◆ **STATED EXERCISE**: Transcribe the lines below without any changes, from the line containing "the car windshield?" up to and including the line containing "143 279 L 143". Copy only those lines.

◆ **PROVIDED MATERIAL**:
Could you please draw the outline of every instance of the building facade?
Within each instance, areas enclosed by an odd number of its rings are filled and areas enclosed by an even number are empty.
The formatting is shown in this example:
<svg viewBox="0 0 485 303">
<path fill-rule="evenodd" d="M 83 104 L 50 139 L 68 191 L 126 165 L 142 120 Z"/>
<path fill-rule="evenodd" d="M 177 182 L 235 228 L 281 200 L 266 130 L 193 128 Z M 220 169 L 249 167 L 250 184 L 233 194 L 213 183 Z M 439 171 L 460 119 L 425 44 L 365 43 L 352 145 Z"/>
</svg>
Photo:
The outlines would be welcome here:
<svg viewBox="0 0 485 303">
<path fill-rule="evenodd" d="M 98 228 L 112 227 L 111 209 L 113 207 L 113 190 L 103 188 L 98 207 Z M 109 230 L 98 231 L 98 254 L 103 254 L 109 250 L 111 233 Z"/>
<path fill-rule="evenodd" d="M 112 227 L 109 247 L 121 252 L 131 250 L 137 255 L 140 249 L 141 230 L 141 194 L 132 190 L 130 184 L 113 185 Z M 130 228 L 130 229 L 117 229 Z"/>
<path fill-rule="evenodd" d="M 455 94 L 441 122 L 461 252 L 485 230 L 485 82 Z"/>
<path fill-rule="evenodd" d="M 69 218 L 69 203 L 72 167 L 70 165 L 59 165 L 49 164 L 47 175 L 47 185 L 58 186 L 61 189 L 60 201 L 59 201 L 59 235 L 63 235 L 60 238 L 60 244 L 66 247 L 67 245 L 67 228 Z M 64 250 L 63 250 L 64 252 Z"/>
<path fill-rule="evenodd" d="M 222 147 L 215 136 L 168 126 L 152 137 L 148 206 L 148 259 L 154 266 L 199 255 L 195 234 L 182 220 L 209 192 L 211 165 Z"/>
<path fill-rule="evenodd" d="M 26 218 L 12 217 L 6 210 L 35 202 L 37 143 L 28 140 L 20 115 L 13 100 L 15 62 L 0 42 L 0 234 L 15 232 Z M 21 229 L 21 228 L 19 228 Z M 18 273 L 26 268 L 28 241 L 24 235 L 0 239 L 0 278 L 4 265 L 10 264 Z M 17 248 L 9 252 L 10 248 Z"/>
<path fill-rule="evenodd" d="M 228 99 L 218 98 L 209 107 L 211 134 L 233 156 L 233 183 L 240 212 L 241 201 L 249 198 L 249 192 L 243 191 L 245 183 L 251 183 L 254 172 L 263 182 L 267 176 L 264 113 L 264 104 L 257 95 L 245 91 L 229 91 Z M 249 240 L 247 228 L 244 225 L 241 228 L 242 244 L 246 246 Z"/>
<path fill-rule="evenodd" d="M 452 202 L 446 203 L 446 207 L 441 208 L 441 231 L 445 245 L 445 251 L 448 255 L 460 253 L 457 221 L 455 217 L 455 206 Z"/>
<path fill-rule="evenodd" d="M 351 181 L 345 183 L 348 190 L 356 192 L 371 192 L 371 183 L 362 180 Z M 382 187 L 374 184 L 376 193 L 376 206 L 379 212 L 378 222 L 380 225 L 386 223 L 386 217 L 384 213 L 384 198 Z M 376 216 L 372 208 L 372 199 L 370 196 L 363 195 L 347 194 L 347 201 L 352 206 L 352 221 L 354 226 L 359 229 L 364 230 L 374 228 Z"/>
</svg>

* * *

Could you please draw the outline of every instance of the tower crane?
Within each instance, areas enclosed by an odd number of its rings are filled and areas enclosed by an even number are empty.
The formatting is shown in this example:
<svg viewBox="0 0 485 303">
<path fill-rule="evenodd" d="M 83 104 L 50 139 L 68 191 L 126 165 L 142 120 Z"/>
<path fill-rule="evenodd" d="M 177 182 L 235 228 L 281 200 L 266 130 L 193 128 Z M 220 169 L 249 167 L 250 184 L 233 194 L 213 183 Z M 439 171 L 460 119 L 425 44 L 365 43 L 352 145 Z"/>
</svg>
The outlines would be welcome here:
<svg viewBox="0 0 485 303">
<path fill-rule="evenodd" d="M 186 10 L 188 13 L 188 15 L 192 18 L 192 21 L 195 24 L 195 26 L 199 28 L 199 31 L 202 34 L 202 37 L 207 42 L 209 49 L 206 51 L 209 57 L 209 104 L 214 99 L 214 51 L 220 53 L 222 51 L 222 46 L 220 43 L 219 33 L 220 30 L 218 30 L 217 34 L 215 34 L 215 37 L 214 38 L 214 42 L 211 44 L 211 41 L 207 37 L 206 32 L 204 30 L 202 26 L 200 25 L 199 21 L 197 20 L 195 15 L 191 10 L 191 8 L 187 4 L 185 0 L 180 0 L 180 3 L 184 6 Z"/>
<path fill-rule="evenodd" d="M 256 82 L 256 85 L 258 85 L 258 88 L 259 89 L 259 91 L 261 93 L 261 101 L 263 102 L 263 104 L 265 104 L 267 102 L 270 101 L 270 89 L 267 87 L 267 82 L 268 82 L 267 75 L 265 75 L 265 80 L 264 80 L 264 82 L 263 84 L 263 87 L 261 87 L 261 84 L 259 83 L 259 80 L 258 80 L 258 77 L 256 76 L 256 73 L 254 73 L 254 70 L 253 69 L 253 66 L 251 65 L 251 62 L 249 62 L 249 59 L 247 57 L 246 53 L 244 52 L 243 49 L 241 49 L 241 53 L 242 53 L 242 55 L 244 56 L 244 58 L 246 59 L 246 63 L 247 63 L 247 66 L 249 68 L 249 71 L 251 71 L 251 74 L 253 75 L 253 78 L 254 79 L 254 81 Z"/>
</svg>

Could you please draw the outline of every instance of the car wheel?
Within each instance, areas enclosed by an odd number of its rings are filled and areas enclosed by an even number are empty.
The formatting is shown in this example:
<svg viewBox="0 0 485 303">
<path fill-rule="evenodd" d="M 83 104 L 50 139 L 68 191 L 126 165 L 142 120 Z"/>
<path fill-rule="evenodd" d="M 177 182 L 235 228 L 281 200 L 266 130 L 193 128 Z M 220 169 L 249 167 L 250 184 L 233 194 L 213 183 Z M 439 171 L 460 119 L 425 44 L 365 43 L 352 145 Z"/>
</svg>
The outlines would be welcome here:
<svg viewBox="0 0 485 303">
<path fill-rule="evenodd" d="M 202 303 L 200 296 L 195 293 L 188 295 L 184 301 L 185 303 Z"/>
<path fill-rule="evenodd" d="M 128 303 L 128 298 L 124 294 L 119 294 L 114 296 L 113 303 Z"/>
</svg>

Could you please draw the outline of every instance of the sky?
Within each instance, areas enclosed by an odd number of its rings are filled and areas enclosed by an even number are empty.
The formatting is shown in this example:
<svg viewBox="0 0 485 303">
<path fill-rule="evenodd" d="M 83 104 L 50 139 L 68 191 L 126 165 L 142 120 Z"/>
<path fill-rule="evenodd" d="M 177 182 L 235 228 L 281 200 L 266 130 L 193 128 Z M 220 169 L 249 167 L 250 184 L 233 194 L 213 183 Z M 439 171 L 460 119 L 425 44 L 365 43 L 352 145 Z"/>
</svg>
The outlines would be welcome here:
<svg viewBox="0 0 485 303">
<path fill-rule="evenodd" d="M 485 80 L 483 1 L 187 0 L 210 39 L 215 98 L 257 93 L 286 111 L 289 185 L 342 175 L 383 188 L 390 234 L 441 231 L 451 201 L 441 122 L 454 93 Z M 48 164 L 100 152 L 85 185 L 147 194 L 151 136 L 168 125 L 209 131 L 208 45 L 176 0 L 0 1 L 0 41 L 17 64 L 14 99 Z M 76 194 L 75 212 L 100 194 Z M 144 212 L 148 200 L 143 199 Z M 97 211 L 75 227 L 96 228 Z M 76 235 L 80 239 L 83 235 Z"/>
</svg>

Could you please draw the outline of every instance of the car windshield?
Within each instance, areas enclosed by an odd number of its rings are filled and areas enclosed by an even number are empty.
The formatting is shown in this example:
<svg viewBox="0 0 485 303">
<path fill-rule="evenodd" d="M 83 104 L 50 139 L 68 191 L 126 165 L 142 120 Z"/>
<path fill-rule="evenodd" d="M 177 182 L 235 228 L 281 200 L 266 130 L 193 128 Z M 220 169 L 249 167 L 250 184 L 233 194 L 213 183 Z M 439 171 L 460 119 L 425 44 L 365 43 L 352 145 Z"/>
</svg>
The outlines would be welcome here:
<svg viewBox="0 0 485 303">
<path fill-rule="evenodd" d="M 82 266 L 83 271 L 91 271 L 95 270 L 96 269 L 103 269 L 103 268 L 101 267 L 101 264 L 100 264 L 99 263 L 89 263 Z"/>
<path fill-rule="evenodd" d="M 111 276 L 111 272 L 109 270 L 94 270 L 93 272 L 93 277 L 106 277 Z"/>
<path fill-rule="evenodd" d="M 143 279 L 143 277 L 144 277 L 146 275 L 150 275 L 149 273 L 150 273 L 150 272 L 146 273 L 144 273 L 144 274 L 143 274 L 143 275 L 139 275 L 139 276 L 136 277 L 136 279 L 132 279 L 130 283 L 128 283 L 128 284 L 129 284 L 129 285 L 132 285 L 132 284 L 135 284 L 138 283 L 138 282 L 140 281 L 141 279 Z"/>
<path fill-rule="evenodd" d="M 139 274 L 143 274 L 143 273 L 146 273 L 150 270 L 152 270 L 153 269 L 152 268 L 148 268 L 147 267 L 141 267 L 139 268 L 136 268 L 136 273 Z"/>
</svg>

--

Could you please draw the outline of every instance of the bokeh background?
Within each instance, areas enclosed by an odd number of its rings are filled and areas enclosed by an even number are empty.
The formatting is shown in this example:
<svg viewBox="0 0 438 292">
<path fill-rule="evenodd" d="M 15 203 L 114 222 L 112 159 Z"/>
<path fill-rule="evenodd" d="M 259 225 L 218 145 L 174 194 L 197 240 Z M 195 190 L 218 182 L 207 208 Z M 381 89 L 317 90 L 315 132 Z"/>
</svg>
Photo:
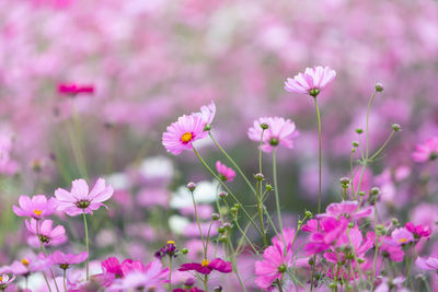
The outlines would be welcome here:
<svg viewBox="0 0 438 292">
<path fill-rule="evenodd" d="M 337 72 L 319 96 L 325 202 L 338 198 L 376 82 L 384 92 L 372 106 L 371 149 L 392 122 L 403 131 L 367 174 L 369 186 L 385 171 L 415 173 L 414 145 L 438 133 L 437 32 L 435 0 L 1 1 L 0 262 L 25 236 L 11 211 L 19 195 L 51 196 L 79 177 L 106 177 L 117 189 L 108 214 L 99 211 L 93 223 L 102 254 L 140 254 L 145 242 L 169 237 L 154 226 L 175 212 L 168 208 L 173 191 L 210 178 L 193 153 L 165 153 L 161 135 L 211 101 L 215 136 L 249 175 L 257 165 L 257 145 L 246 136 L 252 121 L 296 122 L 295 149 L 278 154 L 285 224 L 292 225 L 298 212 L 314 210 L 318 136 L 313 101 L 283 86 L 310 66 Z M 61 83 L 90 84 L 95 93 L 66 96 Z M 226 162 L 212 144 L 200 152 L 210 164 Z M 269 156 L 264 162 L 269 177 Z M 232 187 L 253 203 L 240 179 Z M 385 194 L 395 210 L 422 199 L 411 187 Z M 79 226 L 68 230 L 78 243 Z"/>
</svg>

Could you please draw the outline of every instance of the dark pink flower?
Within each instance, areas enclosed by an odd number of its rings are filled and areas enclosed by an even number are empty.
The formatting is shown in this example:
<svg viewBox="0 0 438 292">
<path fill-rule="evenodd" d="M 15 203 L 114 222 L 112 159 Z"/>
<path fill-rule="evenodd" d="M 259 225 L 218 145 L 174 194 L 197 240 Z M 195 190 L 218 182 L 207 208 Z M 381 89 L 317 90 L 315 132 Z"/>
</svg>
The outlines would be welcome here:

◆ **IN RESPONSE**:
Could you please draw the outline of every instance of the car windshield?
Within each instance, areas enclosed by an odd number of its rings are filled and areas enclosed by an even number are empty.
The formatting is shown in this example:
<svg viewBox="0 0 485 303">
<path fill-rule="evenodd" d="M 83 104 L 50 139 L 68 191 L 126 165 L 142 120 Z"/>
<path fill-rule="evenodd" d="M 177 182 L 235 228 L 281 200 L 266 130 L 193 128 Z M 220 169 L 249 167 L 250 184 L 233 194 L 213 183 Z M 439 171 L 460 119 L 425 44 L 365 43 L 352 145 Z"/>
</svg>
The outlines would be welcome here:
<svg viewBox="0 0 485 303">
<path fill-rule="evenodd" d="M 82 266 L 83 271 L 91 271 L 95 270 L 96 269 L 103 269 L 103 268 L 101 267 L 101 264 L 100 264 L 99 263 L 89 263 Z"/>
<path fill-rule="evenodd" d="M 111 276 L 111 272 L 109 270 L 94 270 L 93 272 L 93 277 L 106 277 Z"/>
<path fill-rule="evenodd" d="M 143 279 L 143 277 L 144 277 L 146 275 L 150 275 L 149 273 L 150 273 L 150 272 L 146 273 L 144 273 L 144 274 L 143 274 L 143 275 L 139 275 L 139 276 L 136 277 L 136 279 L 132 279 L 130 283 L 128 283 L 128 284 L 129 284 L 129 285 L 132 285 L 132 284 L 135 284 L 138 283 L 138 282 L 140 281 L 141 279 Z"/>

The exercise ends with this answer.